SHORT TASK A —
Please return every line of the entries below that contains the string "house", treating uppercase and lowercase as different.

-- start SOURCE TEXT --

Section 343 of the Restatement (Second) of Torts, adopted by the Illinois courts in Genaust v. Illinois Power Co., 62 Ill.2d 456, 343 N.E.2d 465 (1976), states the law regarding the duty owed by landowners to invitees:
“A possessor of land is subject to liability for physical harm caused to his invitees by a condition on the land if, but only if, he
(a) knows or by the exercise of reasonable care would discover the condition, and should realize that it involves an unreasonable risk of harm to such invitees, and
(b) should expect that they will not discover or realize the danger, or will fail to protect themselves against it, and
(c) fails to exercise reasonable care to protect them against the danger.” Restatement (Second) of Torts § 343, at 215-16 (1965).
The Illinois Premises Liability Act abolished the common law distinction between invitees and licensees, requiring of landowners the same duty “of reasonable care under the circumstances regarding the state of the premises or acts done or omitted on them.” 740 ILCS 130/2 (West 1994).
The defendant argues that any duty it might have owed Zachary was negated by the open and obvious nature of the risk. The open-and-obvious-danger rule is one application of the principle that a landholder should only be held liable for failing to prevent harm he or she could reasonably be expected to foresee. The rule stems from the presumption that it is not foreseeable that a person will intentionally encounter the risk of an open and obvious danger. See Ward v. K mart Corp., 136 Ill.2d 132, 147, 143 Ill.Dec. 288, 554 N.E.2d 223, 229-30 (1990). The Ward court adopted section 343A(1) of the Restatement (Second) of Torts, which provides as follows: “A possessor of land is not liable to his invitees for physical harm caused to them by any activity or condition on the land whose danger is known or obvious to them, unless the possessor should anticipate the harm despite such knowledge or obviousness.” Restatement (Second) of Torts § 343A(1), at 218 (1965).

-- end SOURCE TEXT --
-- start DATA FOR PROCESSING --

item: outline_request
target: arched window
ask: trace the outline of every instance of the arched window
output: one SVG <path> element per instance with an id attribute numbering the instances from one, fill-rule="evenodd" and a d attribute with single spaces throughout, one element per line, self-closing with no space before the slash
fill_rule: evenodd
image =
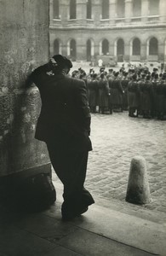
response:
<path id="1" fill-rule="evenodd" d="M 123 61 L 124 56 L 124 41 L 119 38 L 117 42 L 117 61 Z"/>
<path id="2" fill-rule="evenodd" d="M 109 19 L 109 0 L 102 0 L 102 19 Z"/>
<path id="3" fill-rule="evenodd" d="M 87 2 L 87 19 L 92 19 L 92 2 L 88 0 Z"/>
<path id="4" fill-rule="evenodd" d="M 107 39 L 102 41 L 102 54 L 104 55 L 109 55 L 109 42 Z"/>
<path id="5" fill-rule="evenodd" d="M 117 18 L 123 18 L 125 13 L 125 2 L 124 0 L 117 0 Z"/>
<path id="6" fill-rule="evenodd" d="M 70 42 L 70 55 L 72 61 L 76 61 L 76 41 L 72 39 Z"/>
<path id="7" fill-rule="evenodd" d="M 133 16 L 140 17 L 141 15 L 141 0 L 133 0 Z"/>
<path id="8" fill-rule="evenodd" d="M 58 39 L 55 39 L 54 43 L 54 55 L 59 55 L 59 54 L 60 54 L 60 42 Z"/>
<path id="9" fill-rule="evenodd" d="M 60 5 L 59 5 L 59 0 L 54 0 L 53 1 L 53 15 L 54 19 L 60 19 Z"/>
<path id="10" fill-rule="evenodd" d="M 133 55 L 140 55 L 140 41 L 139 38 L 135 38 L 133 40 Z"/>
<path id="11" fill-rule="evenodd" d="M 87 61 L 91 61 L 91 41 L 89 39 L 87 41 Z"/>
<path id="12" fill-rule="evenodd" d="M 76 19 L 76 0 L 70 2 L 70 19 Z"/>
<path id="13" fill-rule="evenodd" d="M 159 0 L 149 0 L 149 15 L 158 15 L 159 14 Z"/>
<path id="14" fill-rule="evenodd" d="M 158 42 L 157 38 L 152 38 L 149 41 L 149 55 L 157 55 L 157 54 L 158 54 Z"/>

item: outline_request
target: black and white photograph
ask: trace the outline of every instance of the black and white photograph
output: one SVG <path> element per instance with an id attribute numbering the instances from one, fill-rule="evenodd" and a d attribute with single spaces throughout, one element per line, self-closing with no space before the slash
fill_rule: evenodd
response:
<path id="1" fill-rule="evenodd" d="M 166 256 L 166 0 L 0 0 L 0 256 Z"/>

-- end DATA FOR PROCESSING --
-- start DATA FOR PROCESSING --

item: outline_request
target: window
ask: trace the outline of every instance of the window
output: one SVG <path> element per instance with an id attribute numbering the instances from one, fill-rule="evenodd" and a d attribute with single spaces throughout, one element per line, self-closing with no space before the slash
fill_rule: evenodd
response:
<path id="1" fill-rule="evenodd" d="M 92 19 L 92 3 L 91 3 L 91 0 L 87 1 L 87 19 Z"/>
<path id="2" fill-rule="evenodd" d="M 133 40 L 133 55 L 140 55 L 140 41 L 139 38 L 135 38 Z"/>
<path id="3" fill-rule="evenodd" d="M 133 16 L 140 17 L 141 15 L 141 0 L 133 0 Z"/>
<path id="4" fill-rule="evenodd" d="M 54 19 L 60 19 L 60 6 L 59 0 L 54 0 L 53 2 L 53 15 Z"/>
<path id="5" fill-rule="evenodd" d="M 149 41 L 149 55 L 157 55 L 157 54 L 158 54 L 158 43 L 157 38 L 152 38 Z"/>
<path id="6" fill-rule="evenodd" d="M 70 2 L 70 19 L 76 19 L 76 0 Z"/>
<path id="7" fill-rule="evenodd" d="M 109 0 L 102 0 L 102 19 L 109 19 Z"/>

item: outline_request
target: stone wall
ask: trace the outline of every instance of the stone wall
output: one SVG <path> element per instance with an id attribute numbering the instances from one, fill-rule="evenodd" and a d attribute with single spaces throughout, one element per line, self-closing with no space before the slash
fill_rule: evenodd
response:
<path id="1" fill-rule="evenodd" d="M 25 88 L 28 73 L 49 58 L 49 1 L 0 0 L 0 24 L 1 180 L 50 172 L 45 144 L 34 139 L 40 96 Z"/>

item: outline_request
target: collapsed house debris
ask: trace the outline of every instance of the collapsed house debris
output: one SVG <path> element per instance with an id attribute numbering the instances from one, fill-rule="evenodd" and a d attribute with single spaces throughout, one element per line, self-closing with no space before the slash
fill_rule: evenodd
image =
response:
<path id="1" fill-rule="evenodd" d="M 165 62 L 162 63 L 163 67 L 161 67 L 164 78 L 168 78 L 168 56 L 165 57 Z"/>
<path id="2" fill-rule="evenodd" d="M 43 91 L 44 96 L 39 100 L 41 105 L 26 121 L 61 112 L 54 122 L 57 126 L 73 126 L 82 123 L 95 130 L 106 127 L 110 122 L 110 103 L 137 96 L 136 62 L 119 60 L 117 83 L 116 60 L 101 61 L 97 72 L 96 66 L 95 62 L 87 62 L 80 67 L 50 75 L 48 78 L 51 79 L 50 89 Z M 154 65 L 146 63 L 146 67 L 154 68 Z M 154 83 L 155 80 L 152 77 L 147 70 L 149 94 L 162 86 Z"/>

-- end DATA FOR PROCESSING --

SHORT TASK B —
Go on with the premises liability passage above, picking up right after its final sentence.

WRITTEN ANSWER A —
target: collapsed house debris
ask: trace the outline of every instance of the collapsed house debris

WRITTEN ANSWER B —
When a child is injured, however, courts recognize that it may be foreseeable that the child, due to immaturity, will not fully appreciate the risk involved in encountering what to an adult is an open and obvious danger. Nevertheless, there are some dangers that are so obvious that even a child can be expected to know to avoid them. Corcoran v. Village of Libertyville, 73 Ill.2d 316, 326, 22 Ill.Dec. 701, 383 N.E.2d 177, 180 (1978). Such risks include fire, water, and falling from heights. Corcoran, 73 Ill.2d at 327, 22 Ill.Dec. 701, 383 N.E.2d at 180 (relying on Restatement (Second) of Torts § 339, Comment j, at 203 (1966)). The test is whether a typical child who is old enough to be at large would lack the maturity to understand and appreciate the risk involved, therefore making it foreseeable that a typical child might be injured. See Corcoran, 73 Ill.2d at 326, 22 Ill.Dec. 701, 383 N.E.2d at 180 (noting that “the foreseeability of harm to children [is] the cornerstone of liability”); Salinas v. Chicago Park District, 189 Ill.App.3d 55, 61, 136 Ill.Dec. 660, 545 N.E.2d 184, 187 (1989) (explaining that there is no duty to a child where children of a similar age can appreciate the danger).
We note that the ability of children to appreciate the danger is not the only issue in determining whether a duty exists. In order to find that a landholder owes a duty to a child injured on its premises, a court must also find that (1) a dangerous condition exists on the property, (2) it is reasonably foreseeable that children would be present on the premises, and (3) the risk of harm to children outweighs the burden of removing the danger. Mt. Zion State Bank & Trust v. Consolidated Communications, Inc., 169 Ill.2d 110, 116-17, 214 Ill.Dec. 156, 660 N.E.2d 863, 868 (1995) (citing Kahn v. James Burton Co., 5 Ill.2d 614, 625, 126 N.E.2d 836, 842 (1955)).
The defendant argues that Zachary's injuries were not foreseeable and that, therefore, it had no duty to take steps to prevent them from happening. According to the defendant, Zachary's injuries were not foreseeable for two reasons: (1) the danger that Zachary encountered was “the simple danger of falling from a height” of four feet, a danger our courts have repeatedly held to be one that children are able to appreciate and understand (see Knapp v. City of Decatur, 160 Ill.App.3d 498, 505, 112 Ill.Dec. 120, 513 N.E.2d 534, 538 (1987) (noting that courts “routinely” find that children are capable of appreciating the risk of falling)), and (2) the defendant could not be expected to anticipate any and all misuses to which children might put the dirt pile (see Donehue v. Duvall, 41 Ill.2d 377, 379-80, 243 N.E.2d 222, 223-24 (1968) (implicitly finding that an injury caused when one child threw a clod of dirt at another was not foreseeable to the landowner who maintained a dirt pile on its property because the child's act of throwing the dirt clod was not foreseeable)).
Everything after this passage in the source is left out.